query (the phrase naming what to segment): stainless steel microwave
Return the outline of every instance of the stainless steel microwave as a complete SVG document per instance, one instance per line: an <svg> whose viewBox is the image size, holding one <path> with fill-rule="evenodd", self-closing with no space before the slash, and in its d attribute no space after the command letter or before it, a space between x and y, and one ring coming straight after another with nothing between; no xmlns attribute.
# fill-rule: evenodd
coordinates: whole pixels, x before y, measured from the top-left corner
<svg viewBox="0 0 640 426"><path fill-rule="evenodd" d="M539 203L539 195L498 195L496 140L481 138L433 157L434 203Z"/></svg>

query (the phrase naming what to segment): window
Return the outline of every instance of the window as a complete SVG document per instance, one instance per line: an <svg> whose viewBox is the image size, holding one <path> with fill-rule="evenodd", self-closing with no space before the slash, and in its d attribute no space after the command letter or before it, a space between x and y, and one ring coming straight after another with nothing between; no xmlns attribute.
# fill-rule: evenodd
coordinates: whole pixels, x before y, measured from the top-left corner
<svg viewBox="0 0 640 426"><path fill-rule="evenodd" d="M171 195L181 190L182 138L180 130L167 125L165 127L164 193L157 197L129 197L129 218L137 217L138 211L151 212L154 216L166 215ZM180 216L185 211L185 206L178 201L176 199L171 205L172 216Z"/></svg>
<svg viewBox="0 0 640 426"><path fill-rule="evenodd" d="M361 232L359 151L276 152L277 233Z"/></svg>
==
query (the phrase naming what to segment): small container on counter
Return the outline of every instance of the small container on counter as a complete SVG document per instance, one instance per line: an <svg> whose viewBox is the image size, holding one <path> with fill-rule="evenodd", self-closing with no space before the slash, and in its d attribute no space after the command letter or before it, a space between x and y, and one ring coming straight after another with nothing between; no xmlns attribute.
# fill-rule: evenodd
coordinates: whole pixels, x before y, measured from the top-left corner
* * *
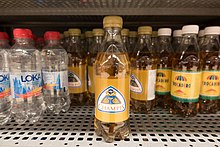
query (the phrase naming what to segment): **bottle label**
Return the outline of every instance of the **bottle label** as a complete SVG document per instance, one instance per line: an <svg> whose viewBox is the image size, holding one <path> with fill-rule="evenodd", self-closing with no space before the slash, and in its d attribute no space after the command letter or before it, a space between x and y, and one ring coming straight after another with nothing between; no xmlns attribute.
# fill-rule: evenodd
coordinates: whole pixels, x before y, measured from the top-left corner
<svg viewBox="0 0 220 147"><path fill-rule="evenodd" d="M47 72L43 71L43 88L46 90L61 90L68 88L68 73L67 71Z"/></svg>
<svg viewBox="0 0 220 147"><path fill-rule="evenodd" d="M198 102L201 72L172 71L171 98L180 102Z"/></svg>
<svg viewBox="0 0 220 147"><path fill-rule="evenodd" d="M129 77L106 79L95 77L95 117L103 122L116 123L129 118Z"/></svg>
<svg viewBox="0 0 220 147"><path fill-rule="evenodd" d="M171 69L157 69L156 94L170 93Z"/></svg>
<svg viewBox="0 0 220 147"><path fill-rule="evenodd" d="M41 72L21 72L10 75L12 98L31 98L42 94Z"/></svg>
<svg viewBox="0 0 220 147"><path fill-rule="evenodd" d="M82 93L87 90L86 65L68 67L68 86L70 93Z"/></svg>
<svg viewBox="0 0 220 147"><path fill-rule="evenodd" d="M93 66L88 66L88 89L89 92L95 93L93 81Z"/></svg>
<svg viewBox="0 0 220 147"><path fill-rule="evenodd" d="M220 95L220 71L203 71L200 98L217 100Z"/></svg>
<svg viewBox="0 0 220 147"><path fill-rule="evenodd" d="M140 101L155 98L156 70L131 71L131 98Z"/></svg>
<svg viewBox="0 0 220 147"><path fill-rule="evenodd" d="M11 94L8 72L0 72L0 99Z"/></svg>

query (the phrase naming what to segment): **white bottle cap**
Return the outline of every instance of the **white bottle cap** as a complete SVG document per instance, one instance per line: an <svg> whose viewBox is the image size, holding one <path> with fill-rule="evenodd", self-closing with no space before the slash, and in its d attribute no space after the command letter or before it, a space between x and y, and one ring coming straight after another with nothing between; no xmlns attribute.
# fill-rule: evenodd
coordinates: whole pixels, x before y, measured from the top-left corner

▶ **What you are asked to do**
From the material above, please return each line containing "segment".

▶ **Your solution**
query (the phrase naming what to segment): stainless steel microwave
query (the phrase naming what to segment): window
query (the phrase naming what to segment): small container on counter
query (the phrase naming what to segment): **bottle label**
query (the phrase naming what to segment): **white bottle cap**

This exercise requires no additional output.